--- YOUR GOAL ---
Wherever "rough" appears in the records below, copy the line that holds it.

--- RECORD EXTRACTS ---
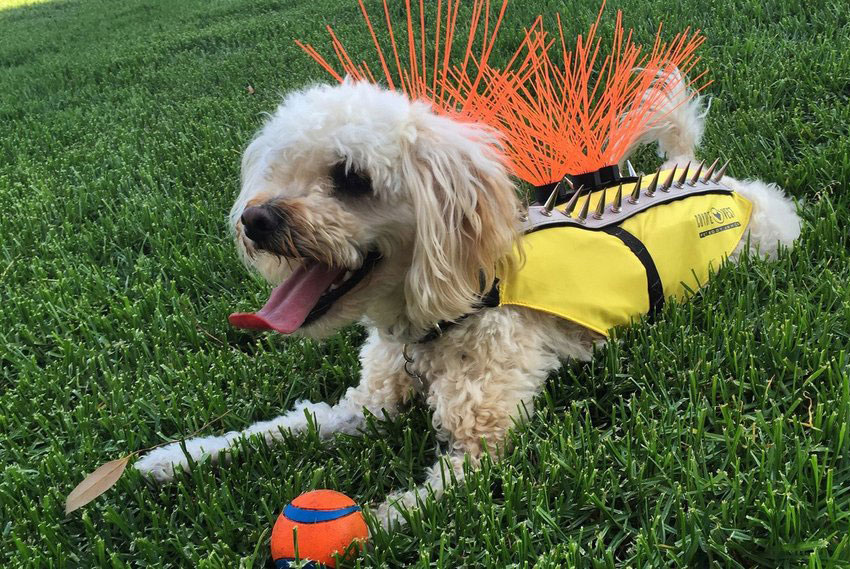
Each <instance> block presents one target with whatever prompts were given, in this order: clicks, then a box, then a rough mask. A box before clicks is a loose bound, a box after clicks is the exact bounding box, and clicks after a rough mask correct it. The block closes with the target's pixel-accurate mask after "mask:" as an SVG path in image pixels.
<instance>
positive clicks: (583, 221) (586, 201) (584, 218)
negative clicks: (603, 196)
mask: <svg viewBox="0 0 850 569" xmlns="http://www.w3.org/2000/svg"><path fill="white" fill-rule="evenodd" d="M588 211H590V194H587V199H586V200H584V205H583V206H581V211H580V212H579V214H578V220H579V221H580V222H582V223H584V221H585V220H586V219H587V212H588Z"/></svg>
...
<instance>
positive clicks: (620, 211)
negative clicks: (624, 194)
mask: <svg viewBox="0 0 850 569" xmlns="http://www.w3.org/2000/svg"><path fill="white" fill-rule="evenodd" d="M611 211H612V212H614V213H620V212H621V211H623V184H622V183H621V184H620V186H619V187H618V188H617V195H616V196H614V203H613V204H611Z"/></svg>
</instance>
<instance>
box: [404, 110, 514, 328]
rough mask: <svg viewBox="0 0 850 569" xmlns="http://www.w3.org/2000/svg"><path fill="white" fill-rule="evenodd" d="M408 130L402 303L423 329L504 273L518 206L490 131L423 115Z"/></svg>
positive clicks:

--- EXERCISE SOLUTION ---
Each <instance> block presents one target with whatever prompts were given, in this order: clicks, then a box, then a rough mask. A box before clicks is a loose bound, a box after clicks is the exact bounding box, and clicks after a rough mask correct it. The block closes with the target's pixel-accurate mask after "mask:" as an SVG path in image pixels.
rough mask: <svg viewBox="0 0 850 569" xmlns="http://www.w3.org/2000/svg"><path fill="white" fill-rule="evenodd" d="M408 130L402 303L423 329L504 273L518 206L490 131L423 115Z"/></svg>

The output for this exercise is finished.